● **EXERCISE OBJECTIVE**:
Can you rename every "target" in the data below to "object" and leave everything else unchanged?

● **Dataset items**:
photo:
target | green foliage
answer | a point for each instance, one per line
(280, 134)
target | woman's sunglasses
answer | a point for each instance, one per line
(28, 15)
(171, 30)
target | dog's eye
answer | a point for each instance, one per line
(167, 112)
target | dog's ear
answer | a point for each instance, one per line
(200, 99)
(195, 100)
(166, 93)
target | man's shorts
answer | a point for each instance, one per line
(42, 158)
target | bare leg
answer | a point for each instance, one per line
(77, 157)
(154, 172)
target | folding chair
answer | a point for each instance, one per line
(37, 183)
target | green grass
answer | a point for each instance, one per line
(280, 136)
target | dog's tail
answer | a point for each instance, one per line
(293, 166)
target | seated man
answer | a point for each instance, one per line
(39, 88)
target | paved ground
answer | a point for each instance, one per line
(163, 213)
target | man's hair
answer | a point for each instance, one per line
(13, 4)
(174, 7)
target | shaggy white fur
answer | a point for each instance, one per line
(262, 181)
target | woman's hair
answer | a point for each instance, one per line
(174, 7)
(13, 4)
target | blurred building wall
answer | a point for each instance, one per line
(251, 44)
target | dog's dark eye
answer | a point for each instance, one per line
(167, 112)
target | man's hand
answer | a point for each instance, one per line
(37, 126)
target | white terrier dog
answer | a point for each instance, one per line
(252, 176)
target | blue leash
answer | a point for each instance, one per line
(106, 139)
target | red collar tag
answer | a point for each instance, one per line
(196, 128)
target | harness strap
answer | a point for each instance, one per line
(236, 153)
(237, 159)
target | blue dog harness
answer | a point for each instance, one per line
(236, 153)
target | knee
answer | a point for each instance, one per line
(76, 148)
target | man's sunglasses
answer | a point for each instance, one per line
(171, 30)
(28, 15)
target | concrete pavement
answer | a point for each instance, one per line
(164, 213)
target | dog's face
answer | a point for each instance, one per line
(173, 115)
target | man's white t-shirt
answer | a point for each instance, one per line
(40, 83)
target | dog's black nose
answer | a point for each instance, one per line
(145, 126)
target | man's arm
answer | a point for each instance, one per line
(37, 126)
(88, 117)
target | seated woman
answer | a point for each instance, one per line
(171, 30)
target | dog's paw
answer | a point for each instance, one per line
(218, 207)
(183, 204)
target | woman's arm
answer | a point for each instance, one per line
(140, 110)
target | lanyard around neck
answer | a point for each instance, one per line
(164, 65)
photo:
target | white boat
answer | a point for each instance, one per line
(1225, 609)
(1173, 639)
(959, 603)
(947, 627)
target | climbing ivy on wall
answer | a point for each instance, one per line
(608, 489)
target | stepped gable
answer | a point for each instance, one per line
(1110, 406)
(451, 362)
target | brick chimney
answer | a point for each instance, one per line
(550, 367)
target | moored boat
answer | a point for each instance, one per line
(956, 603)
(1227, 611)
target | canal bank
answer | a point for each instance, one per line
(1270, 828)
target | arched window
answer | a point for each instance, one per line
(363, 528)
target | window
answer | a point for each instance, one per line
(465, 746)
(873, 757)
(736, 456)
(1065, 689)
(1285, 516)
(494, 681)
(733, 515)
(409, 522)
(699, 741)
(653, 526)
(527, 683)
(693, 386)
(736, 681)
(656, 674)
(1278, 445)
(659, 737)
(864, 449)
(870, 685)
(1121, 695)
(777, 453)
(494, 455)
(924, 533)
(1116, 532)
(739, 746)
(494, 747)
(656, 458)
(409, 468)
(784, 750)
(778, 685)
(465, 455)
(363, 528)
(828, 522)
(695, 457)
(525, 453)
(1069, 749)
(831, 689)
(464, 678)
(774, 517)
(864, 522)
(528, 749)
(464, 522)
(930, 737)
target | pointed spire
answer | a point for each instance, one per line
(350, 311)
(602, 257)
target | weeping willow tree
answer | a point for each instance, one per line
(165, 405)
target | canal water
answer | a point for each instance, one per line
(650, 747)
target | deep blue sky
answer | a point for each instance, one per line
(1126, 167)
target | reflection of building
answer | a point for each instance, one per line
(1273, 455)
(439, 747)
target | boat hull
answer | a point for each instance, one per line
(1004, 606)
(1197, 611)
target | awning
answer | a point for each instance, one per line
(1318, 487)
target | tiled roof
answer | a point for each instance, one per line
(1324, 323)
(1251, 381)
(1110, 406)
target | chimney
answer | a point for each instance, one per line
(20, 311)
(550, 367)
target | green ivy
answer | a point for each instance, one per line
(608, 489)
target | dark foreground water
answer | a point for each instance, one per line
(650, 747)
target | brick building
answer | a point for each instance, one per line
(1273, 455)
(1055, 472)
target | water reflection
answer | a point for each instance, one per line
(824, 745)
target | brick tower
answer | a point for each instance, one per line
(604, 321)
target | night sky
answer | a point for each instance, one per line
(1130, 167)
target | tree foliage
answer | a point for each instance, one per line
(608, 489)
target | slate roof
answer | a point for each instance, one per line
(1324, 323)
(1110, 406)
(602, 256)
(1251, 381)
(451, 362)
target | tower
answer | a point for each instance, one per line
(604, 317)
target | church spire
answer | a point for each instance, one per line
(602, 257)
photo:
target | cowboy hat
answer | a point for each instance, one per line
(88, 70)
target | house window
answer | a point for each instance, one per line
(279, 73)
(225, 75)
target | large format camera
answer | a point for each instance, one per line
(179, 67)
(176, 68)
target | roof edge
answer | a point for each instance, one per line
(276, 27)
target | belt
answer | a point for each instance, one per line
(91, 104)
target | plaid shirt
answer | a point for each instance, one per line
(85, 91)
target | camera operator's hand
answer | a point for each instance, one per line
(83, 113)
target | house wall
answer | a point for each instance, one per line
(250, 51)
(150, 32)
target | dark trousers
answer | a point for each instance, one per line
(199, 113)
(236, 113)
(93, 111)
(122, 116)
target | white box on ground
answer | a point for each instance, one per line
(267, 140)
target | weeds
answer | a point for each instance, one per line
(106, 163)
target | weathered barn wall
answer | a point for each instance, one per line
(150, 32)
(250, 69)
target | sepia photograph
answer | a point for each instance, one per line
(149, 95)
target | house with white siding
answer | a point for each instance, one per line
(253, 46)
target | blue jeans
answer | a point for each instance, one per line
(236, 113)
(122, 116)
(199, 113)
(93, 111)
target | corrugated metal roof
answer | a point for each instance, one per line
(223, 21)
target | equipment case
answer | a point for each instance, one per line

● **TASK OUTPUT**:
photo:
object | green foliage
answer | a point for each instance, one per line
(280, 134)
object | woman's sunglasses
answer | a point for each instance, one per line
(28, 15)
(171, 30)
object | dog's eye
answer | a point for each instance, one per line
(167, 112)
object | dog's ear
answer | a point for each instance, one per line
(200, 99)
(195, 100)
(166, 93)
object | man's shorts
answer | a point for each instance, one per line
(42, 158)
object | bare leg
answer | a point for each instance, one per line
(77, 157)
(154, 172)
object | folding chair
answer | a point for each instance, one per line
(37, 183)
object | green grass
answer | a point for each instance, one per line
(280, 136)
object | dog's tail
answer | a point for each instance, one per line
(293, 166)
object | seated man
answer | a point for each instance, one per line
(39, 88)
object | paved ground
answer | a point for each instance, one per line
(163, 213)
object | man's hair
answer | a point for each instance, one per line
(13, 4)
(174, 7)
object | shaggy white fur
answer | a point for each instance, one per line
(262, 181)
object | woman's hair
answer | a point for each instance, one per line
(174, 7)
(13, 4)
object | blurred building wall
answer | a point for each instance, one per line
(251, 44)
object | dog's dark eye
answer | a point for each instance, one per line
(167, 112)
object | man's hand
answer | a point for each instance, one per line
(37, 126)
object | white terrier dog
answer | a point for each instance, one per line
(252, 176)
object | blue leash
answer | a point for each instance, one per line
(106, 139)
object | red collar tag
answer | a point for each instance, one per line
(196, 128)
object | harness strap
answer | a point for each instance, one per line
(236, 153)
(237, 159)
object | blue dog harness
answer | a point for each instance, one per line
(236, 153)
object | knee
answer | a point for each instance, one per line
(76, 148)
object | man's sunglasses
answer | a point for each instance, one per line
(171, 30)
(28, 15)
object | concrete pavement
answer | a point for each instance, one per line
(164, 213)
object | dog's face
answer | a point for each instance, one per line
(173, 115)
object | man's white t-shirt
answer | a point for each instance, one per line
(40, 83)
object | dog's black nose
answer | a point for each instance, one per line
(145, 126)
object | man's arm
answer | a point for each instance, one per line
(37, 126)
(88, 117)
object | seated woman
answer | a point for each instance, one per line
(171, 30)
object | dog's paw
answer | a point for each instance, one per line
(218, 207)
(183, 204)
object | woman's arm
answer | a point for each instance, one per line
(140, 110)
object | lanyard around neck
answer | a point for each instance, one per line
(164, 65)
photo:
object | white boat
answer | a point for each instance, one per line
(1225, 609)
(1173, 639)
(959, 603)
(947, 627)
object | climbing ivy on wall
answer | a point for each instance, one per line
(608, 489)
object | stepped gable
answer | a point for each instance, one per line
(1110, 406)
(451, 362)
object | brick chimney
answer | a point for each instance, one per line
(550, 367)
object | moored boat
answer | a point for each instance, one per line
(956, 603)
(1227, 611)
object | canal bank
answer | a point for each instance, one per line
(1270, 828)
object | arched window
answer | a point for each instance, one per line
(363, 528)
object | window
answer | a point for each instance, one per line
(465, 746)
(873, 757)
(736, 456)
(1065, 689)
(1285, 516)
(494, 681)
(733, 515)
(409, 522)
(699, 741)
(653, 526)
(527, 683)
(693, 386)
(736, 681)
(656, 674)
(1278, 445)
(659, 737)
(864, 449)
(870, 685)
(1121, 695)
(777, 453)
(494, 455)
(924, 533)
(1116, 532)
(739, 746)
(494, 747)
(656, 458)
(409, 468)
(784, 750)
(778, 685)
(465, 455)
(363, 528)
(828, 522)
(695, 457)
(525, 453)
(1069, 749)
(831, 689)
(464, 678)
(774, 517)
(864, 522)
(528, 749)
(464, 522)
(930, 737)
object | pointed spire
answer | a point for each instance, one per line
(350, 311)
(602, 257)
object | weeping willow tree
answer | a point for each instance, one per line
(165, 405)
object | canal water
answer | a point for each instance, one per line
(650, 747)
object | deep blue sky
answer | a point for each instance, one per line
(1126, 167)
object | reflection of building
answer | a point for each instance, one per line
(1273, 455)
(439, 747)
object | boat hull
answer | a point for each instance, one per line
(1004, 606)
(1197, 611)
object | awning
answer | a point for each instance, one per line
(1318, 487)
object | tiled roof
answer | a point for each instance, one per line
(1324, 323)
(1251, 381)
(1110, 406)
object | chimney
answer | a point for each instance, one per line
(20, 311)
(550, 367)
object | green ivy
answer | a point for each instance, one per line
(608, 489)
object | dark foreground water
answer | a point for each instance, one per line
(650, 747)
object | brick building
answer | a point for each instance, one per line
(1273, 455)
(1055, 472)
object | water reflection
answer | a point for each instance, one per line
(824, 745)
object | brick tower
answer | a point for each instance, one per line
(604, 321)
object | night sky
answer | a point for each instance, one per line
(1130, 167)
object | tree foliage
answer | a point for each instance, one per line
(608, 489)
object | slate roof
answer | a point for each instance, one per line
(1324, 323)
(1110, 406)
(602, 256)
(1251, 381)
(451, 362)
object | tower
answer | a point for each instance, one per line
(604, 317)
object | church spire
answer | a point for each instance, one per line
(602, 257)
photo:
object | cowboy hat
answer | a point for each instance, one per line
(88, 70)
object | house window
answer | a point for each instance, one per line
(279, 73)
(225, 75)
object | large format camera
answer | a point for each instance, one per line
(179, 67)
(176, 68)
object | roof edge
answer | a point for each instance, one per line
(276, 27)
object | belt
answer | a point for each instance, one per line
(91, 104)
object | plaid shirt
answer | a point for each instance, one per line
(85, 91)
object | camera operator's hand
answer | a point for each instance, one per line
(83, 113)
object | house wall
answer | a point for each instance, one per line
(250, 51)
(150, 32)
object | dark trousers
answer | a point for each instance, one per line
(199, 113)
(236, 113)
(93, 111)
(122, 116)
object | white box on ground
answer | a point for each instance, one per line
(267, 140)
object | weeds
answer | a point for each instance, one per line
(106, 163)
object | weathered barn wall
answer | a point for each instance, one per line
(150, 32)
(250, 69)
object | sepia photograph
answer | a point for each instance, one per line
(149, 95)
object | house with white siding
answer | a point for each instance, one per line
(253, 46)
object | blue jeans
answer | a point for each instance, one per line
(236, 113)
(122, 116)
(199, 113)
(93, 111)
object | corrugated metal roof
answer | a point for each instance, one per line
(223, 21)
object | equipment case
answer | a point for each instance, one per line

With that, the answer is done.